*** DOCUMENT ***

It was a foolish purchase—not only because I paid gift-shop prices, but because my Spanish was not anywhere near the level I needed to read it. And at the time, I had no idea I would be staying in Spain for so long. There was a very good chance, in other words, that I would never be able to tackle this overpriced brick with Bible-thin pages. At least I left myself some hope. For this is not the original El ingenioso caballero don Quijote de la Mancha—written in Spanish contemporaneous with Shakespeare’s English—but a bastardization: its style diligently modernized by the writer Andrés Trapiello. Even with this crutch, and even with an additional two years of living in Spain, this book was a serious challenge.

Before charging headlong into the thickets of criticism, I want to say a word in praise of Trapiello’s edition. Cervantes’s Spanish is not as difficult as Shakespeare’s English, but it still foreign enough to prove an obstacle even to native speakers. I know many Spaniards, even well-read ones, who have never successfully made it through El Quijote for this very reason (or so they allege). Trapiello has done the Spanish-speaking world a great service, then, since he has successfully made El Quijote as accessible as it would have been to its first readers, while preserving the instantly recognizable Cervantine style. And while I can see why purists would object to this defacement of hallowed beauty, I would counter that, if ever there were a book to painlessly enjoy, it is El Quijote.

To get a taste of the change, here is Trapiello’s opening lines:
En un lugar de la Mancha, de cuyo nombre no quiero acordarme, vivía no hace mucho un hidalgo de los de lanza ya olvidada, escudo antiguo, rocín flaco y galgo corredor. Consumían tres partes de su hacienda una olla con algo más de vaca que carnero, ropa vieja casi todas las noches, huevos con torreznos los sábados, lentejas los viernes y algún palomino de añadidura los domingos.

And here is the original:
En un lugar de la Mancha, de cuyo nombre no quiero acordarme, no ha mucho tiempo que vivía un hidalgo de los de lanza en astillero, adarga antigua, rocín flaco y galgo corredor. Una olla de algo más vaca que carnero, salpicón las más noches, duelos y quebrantos los sábados, lentejas los viernes, algún palomino de añadidura los domingos, consumían tres partes de su hacienda.

Now, undeniably something is lost in the transition. Cervantes’s “duelos y quebrantos” (lit. “aches and pains”), for example, is undeniably more evocative than Trapiello’s “huevos con torreznos” (eggs with bacon); but without Trapiello I would have no idea what Cervantes meant. It is also worth noting how similar the two are; Trapiello has taken care to change only what he must.

***

### SHORT EXERCISE 1
In the Don Quijote essay, what is the literal meaning of Cervantes's phrase "duelos y quebrantos"?
### SHORT EXERCISE 2
Please extend the Don Quijote essay onward from its last sentence.

*** PROVIDED DATA ***

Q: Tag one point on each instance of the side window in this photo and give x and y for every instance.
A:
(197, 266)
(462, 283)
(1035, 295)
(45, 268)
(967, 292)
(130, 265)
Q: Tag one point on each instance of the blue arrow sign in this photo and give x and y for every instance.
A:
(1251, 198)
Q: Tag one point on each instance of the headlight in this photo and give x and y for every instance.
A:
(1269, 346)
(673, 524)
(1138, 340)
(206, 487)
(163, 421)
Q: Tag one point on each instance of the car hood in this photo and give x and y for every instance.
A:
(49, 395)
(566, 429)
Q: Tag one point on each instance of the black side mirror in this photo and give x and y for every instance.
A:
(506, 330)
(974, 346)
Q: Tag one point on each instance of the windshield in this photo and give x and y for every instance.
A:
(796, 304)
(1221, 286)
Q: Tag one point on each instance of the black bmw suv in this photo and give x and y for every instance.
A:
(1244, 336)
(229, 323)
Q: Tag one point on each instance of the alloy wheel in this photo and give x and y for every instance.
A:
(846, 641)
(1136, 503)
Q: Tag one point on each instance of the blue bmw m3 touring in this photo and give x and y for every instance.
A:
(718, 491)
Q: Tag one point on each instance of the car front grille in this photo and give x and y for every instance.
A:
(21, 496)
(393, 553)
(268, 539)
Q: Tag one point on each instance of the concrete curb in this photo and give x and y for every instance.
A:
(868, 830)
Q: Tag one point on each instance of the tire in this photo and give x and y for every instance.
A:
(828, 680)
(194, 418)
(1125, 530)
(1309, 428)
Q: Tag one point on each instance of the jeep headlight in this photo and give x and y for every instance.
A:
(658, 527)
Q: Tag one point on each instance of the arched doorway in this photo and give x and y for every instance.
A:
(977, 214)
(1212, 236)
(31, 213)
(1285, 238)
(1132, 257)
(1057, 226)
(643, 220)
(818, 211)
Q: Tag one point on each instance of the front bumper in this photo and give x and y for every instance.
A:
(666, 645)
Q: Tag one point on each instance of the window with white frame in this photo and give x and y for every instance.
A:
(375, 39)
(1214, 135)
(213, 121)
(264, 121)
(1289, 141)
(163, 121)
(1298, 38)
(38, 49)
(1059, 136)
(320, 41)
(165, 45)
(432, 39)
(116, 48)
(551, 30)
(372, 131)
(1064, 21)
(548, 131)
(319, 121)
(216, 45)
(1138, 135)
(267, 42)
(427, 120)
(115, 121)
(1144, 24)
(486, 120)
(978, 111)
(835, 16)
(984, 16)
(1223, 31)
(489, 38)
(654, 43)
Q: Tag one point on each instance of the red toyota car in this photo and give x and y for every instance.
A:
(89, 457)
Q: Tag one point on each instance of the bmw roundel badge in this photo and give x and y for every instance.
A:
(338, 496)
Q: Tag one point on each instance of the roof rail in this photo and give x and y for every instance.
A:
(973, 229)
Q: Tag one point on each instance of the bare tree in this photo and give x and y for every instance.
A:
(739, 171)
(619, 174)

***

### EXERCISE OUTPUT 1
It literally means "aches and pains."

### EXERCISE OUTPUT 2
Onward to the book itself. But I hesitate. The more I contemplate this book, the more I think that a critic must be as daft as the don and as simple as his squire to think he can get to the bottom of it. Cervantes was either extremely muddle-headed or fantastically subtle, since this book resists any definite conclusions you may try to wring from its pages. Perhaps, like many great books, it simply got out of the author’s control. Just as Tolstoy set out to write the parable of a fallen woman and gave us Anna Karenina, and as Mark Twain set out to write a boys’ book and invented American literature, it seems Cervantes set out to write a satire of chivalric romances and produced one of the great works of universal art. It is as if a New Yorker cartoonist accidentally doodled Guernica.

The key to the book’s enduring beauty, I think, is Cervantes’s special brand of irony. He is the only author I know who can produce scorn and admiration in the same sentence. He is able to ruthlessly make fun of everything under the sun, while in the same moment praising them to the heavens. The book itself embodies this paradox: for it is at once the greatest rejection of chivalric romance and its greatest embodiment—an adventure tale that laughs at adventure tales. There is no question that Cervantes finds the old don ridiculous, and he makes us agree with him; yet by the end, Quijote is more heroic than Sir Galahad himself.

The central question the book asks is whether idealism is noble or silly. The Knight of the Sorrowful Countenance is an undeniably hilarious figure. But do we laugh at his expense, or at our own? Is his idealism pathetic, or is it our realism? The book resists both horns of this dilemma, until finally we must conclude that we are all—dreamers and realists alike—equally ridiculous. For we all reside in a social world whose rules only exist in our beliefs and in our actions, a world which we create but do not design. It is only Quijote who seems to realize (however unconsciously) that, by changing the script, we can recreate the world. And he does. By the time we get to Part Two, everyone is playing along with Quijote.

Even so, I am not able to go so far as Miguel de Unamuno, and consider Quijote a sort of messiah. I do not think Cervantes’s irony permits this. For Quijote truly is out of touch, and frequently gets pummeled for it. And even when his fantasy inspires others to play along, and to help him create his new world, they never do so for disinterested reasons. Some, including Sancho, play along for gain; others do so to control or to help Quijote; and most do it just to have some fun at his expense. This is the dilemma faced by all revolutionaries: they have the vision to see a better world, the courage to usher it in with their actions, and the charisma to inspire others to follow them; but most worldlings chose to play along for ulterior motives, not for ideals; and so the new world becomes as corrupt as the old one. To put this another way, Quijote’s problem is not that he is out of touch with the social order, but that he is out of touch with the human heart.

Much of the greatness of this book lays in the relationship between the don and his squire. Few friendships in literature are so heartwarming. Sancho, in his simplicity, is the only one who can even partially meet Quijote in his new world—as a genuine participant in Quijote’s make-believe. Of course, Sancho is not free from ulterior motives, either. There is the island he is to rule over. But the longer the story goes on, the more Sancho believes in his master, and the less he pursues material gain. We are relieved to see that, when finally offered his island, the squire comes running back to the don in a matter of days. As the only two inhabitants of their new world, as the only two actors in their play, they are homeless without one another.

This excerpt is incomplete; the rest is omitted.